THE REQUEST:
From the line containing "the car windshield" through the last line of the entries below, repeat each line word for word and leave out the rest.

INPUT ROWS:
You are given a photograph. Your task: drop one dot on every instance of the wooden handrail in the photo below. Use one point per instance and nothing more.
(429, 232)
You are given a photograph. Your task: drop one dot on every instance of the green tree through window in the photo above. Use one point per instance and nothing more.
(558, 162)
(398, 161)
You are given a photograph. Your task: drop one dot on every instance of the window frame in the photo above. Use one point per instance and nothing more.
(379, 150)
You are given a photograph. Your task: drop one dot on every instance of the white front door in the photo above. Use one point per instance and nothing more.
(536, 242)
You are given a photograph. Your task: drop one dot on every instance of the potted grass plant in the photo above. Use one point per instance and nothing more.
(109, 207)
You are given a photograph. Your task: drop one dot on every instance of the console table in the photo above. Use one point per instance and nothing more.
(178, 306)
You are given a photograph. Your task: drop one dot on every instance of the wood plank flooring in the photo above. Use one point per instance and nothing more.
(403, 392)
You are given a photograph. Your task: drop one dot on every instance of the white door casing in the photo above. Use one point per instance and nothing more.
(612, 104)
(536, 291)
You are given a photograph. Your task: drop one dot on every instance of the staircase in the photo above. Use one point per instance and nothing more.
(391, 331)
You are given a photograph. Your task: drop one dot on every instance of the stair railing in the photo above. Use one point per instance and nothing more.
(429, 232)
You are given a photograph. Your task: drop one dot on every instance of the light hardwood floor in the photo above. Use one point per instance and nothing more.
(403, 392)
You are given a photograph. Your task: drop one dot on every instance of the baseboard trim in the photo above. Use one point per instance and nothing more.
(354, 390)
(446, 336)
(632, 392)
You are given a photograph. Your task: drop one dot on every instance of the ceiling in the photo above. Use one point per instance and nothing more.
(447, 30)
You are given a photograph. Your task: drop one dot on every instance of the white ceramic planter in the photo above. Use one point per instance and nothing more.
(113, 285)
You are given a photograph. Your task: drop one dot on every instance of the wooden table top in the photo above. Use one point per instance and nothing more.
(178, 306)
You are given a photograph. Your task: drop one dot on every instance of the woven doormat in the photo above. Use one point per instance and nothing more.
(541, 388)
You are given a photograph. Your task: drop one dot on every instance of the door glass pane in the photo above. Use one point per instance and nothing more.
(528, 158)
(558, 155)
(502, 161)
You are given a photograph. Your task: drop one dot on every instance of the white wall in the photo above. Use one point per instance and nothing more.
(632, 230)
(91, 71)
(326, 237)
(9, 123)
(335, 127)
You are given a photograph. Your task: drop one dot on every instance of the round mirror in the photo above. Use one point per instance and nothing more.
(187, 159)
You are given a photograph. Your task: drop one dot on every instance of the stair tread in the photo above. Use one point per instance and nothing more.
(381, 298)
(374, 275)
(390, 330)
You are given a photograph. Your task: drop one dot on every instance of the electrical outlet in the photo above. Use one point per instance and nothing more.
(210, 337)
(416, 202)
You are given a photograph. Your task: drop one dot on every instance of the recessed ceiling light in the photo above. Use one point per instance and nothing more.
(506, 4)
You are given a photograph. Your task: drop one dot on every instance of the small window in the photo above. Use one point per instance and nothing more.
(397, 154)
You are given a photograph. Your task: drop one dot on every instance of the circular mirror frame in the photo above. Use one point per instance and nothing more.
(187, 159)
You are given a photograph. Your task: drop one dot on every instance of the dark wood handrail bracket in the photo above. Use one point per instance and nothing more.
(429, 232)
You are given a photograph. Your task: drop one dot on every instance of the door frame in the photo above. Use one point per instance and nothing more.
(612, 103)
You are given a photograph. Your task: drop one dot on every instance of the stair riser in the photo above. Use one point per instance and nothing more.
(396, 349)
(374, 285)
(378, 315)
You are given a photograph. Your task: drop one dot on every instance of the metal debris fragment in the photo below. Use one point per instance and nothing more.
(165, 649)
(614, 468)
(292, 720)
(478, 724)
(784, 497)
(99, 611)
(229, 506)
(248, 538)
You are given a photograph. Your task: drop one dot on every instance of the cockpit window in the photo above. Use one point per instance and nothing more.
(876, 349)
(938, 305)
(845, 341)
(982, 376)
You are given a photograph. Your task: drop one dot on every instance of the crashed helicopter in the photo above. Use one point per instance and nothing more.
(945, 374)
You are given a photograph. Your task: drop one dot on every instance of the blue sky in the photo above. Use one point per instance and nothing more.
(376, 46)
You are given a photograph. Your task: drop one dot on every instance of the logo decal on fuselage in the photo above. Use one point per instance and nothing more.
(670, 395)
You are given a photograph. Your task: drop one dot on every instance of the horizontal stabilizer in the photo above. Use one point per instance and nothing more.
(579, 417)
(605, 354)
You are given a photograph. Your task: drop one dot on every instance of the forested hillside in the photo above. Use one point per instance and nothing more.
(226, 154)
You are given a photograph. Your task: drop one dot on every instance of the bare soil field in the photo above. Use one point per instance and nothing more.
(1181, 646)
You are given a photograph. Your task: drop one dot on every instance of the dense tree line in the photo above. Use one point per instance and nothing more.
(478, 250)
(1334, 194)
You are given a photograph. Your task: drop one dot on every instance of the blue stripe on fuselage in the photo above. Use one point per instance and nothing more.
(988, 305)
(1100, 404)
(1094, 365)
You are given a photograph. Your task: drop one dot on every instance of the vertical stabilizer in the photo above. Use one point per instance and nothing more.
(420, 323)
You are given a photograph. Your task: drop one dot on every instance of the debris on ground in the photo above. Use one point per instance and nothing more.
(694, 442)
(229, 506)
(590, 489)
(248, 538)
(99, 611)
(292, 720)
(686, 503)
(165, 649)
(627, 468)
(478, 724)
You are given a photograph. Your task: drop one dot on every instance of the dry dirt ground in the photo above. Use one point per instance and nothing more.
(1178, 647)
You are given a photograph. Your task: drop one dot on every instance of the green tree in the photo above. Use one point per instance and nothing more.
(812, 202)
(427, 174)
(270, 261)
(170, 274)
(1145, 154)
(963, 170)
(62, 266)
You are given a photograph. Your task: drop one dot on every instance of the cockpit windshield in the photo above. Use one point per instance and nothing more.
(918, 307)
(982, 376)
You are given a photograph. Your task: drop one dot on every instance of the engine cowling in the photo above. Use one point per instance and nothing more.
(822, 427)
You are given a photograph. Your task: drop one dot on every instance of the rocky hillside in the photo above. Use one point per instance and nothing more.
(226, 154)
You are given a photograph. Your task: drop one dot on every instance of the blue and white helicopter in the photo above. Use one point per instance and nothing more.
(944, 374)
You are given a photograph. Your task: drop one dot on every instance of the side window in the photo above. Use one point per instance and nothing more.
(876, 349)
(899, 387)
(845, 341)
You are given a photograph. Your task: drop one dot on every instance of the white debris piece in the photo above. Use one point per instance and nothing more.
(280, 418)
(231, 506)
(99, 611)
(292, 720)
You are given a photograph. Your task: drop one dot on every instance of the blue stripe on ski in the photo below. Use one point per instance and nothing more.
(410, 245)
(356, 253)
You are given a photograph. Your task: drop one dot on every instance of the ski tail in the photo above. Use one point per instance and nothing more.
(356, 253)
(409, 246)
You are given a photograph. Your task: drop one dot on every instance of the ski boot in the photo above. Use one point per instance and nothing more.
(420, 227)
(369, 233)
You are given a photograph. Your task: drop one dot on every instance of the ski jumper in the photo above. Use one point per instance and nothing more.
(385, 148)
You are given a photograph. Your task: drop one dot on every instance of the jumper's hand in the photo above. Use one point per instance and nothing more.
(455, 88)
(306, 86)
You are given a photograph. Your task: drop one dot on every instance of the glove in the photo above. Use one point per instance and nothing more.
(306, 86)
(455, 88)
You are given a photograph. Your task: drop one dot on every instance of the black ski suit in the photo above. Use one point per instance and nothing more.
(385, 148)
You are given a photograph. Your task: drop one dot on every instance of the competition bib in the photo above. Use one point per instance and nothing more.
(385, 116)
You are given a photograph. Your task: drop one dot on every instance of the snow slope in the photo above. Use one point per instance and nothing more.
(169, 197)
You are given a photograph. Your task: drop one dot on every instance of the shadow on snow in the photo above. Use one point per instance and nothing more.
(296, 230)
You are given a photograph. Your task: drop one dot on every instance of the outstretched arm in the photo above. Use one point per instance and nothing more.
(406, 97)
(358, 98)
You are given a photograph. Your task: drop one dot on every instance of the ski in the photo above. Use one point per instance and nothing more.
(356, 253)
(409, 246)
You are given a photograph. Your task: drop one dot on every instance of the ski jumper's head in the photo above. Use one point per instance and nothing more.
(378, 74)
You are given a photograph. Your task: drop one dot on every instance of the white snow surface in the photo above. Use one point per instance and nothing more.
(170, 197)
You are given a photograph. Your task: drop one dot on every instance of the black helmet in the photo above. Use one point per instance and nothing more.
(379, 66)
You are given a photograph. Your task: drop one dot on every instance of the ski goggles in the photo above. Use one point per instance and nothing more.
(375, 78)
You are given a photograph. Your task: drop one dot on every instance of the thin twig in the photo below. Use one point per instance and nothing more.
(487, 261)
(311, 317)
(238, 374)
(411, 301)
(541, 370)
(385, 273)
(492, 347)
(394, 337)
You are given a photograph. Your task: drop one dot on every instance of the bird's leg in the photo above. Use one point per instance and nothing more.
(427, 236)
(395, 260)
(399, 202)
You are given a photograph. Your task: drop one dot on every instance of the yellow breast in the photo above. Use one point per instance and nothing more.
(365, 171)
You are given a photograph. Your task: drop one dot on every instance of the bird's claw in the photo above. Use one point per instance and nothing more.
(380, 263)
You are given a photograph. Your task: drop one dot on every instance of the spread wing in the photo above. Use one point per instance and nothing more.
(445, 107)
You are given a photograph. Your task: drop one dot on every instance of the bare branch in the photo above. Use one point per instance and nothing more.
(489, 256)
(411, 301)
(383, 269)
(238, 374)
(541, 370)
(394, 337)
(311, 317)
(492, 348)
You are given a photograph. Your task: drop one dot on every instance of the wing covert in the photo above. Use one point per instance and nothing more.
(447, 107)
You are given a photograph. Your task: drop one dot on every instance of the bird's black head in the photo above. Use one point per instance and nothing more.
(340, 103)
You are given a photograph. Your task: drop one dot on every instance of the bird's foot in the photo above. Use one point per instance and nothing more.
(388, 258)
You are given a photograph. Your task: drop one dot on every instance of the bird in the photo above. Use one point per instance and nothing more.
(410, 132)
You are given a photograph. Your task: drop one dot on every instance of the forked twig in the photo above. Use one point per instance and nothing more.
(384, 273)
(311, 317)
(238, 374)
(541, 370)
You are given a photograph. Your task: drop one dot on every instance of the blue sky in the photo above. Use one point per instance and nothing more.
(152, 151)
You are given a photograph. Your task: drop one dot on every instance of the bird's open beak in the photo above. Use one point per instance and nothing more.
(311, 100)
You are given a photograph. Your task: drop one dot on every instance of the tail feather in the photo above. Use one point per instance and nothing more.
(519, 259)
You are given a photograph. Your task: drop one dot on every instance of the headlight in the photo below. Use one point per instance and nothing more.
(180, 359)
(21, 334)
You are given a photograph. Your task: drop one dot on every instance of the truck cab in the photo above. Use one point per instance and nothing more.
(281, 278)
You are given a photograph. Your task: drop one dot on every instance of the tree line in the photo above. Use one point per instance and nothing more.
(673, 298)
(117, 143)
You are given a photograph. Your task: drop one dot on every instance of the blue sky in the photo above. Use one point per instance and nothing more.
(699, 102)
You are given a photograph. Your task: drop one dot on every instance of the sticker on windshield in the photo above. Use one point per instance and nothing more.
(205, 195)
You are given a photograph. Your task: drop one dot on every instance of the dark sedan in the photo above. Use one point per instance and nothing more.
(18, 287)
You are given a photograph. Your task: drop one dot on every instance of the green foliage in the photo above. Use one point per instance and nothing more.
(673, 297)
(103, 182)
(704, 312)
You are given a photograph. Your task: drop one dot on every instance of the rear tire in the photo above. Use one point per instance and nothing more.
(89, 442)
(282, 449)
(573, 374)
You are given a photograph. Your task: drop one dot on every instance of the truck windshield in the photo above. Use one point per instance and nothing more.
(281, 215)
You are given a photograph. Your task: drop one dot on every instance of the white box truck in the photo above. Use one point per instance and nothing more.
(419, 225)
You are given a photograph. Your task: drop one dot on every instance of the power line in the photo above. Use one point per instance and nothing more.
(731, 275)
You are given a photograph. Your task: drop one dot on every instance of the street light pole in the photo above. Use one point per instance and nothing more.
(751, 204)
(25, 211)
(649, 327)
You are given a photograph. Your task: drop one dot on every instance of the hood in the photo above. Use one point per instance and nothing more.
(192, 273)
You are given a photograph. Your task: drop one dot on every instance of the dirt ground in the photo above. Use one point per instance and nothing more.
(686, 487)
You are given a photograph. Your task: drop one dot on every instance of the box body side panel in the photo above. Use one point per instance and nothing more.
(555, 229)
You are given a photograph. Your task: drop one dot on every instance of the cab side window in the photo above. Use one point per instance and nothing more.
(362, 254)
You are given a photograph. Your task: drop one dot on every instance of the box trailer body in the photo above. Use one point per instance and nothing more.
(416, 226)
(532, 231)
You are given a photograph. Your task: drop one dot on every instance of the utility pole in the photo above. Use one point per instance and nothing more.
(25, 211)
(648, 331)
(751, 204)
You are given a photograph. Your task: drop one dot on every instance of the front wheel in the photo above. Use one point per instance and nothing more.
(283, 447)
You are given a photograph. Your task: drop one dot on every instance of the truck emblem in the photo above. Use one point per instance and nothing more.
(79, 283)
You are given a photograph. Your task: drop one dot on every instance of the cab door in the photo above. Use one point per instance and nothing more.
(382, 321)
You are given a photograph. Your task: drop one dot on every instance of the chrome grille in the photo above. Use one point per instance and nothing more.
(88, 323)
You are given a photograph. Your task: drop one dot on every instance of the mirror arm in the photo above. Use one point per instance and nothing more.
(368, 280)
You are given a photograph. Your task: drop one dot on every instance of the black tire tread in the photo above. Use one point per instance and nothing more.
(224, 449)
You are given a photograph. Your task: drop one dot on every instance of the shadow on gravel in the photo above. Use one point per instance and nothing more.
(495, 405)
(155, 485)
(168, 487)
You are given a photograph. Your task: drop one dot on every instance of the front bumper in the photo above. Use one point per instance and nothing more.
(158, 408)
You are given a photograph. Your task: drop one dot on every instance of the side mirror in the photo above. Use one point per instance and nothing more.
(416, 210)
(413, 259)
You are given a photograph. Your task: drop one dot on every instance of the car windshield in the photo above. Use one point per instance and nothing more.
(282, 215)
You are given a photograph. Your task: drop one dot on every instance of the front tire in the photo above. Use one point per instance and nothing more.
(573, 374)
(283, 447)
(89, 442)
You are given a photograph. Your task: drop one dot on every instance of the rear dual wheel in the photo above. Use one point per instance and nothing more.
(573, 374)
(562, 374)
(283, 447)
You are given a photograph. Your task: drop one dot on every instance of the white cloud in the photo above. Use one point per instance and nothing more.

THE RESULT:
You are given a photograph. Your task: drop one dot on every instance of the car windshield in the photo above. Use one point per instance and nothing more.
(282, 215)
You are given a photograph. Your task: drop one dot on every instance of the front tire in the photo above. Use one point per instance and nothing more.
(573, 374)
(283, 447)
(89, 442)
You are given a photograph. Your task: drop one dot on every instance of the rear dual wheel in the photo above. Use one point per instance and nothing more.
(573, 374)
(562, 374)
(283, 447)
You are given a photograph. Your task: drop one dot on every instance of the white cloud in the photo above. Use one point per instance and nothing more.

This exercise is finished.